> MATERIAL SHOWN
>>>

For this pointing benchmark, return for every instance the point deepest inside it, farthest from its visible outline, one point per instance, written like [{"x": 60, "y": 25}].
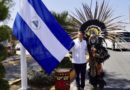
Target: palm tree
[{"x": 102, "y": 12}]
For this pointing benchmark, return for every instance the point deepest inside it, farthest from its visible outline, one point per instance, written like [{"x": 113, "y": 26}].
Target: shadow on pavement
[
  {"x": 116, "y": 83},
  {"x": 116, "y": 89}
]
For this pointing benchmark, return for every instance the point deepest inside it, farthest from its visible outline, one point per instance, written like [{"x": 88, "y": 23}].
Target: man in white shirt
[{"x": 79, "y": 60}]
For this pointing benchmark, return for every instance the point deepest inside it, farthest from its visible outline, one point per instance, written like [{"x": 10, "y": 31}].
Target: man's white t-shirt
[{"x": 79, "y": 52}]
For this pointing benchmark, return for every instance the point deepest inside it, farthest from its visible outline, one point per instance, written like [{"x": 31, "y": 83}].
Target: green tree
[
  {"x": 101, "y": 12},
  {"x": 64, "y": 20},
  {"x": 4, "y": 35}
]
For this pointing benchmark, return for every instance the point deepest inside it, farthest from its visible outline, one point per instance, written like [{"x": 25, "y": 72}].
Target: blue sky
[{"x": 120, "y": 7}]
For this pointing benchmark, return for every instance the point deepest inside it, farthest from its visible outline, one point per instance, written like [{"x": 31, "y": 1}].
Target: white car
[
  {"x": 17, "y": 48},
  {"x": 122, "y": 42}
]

<<<
>>>

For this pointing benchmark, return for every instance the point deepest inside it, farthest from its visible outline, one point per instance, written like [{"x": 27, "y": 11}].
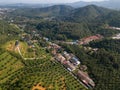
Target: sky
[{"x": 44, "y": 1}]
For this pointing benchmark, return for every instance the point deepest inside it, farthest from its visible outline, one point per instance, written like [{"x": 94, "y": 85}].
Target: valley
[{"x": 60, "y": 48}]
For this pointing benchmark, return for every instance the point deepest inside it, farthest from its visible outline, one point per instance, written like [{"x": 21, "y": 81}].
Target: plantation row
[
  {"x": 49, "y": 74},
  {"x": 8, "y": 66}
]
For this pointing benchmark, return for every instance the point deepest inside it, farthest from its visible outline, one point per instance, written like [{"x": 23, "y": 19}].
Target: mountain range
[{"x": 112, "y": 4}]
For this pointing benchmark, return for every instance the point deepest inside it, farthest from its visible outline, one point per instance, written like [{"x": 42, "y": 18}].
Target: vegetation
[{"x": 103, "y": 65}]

<<<

> WHAT IS NEEDED
Gather every line of the material above that holds the word "Target" and copy each one.

> EXERCISE RESULT
Target: palm tree
Target: shadow on pavement
Target: man in white shirt
Target: man's white t-shirt
Target: green tree
Target: blue sky
Target: white car
Target: sky
Target: valley
Target: plantation row
Target: mountain range
Target: vegetation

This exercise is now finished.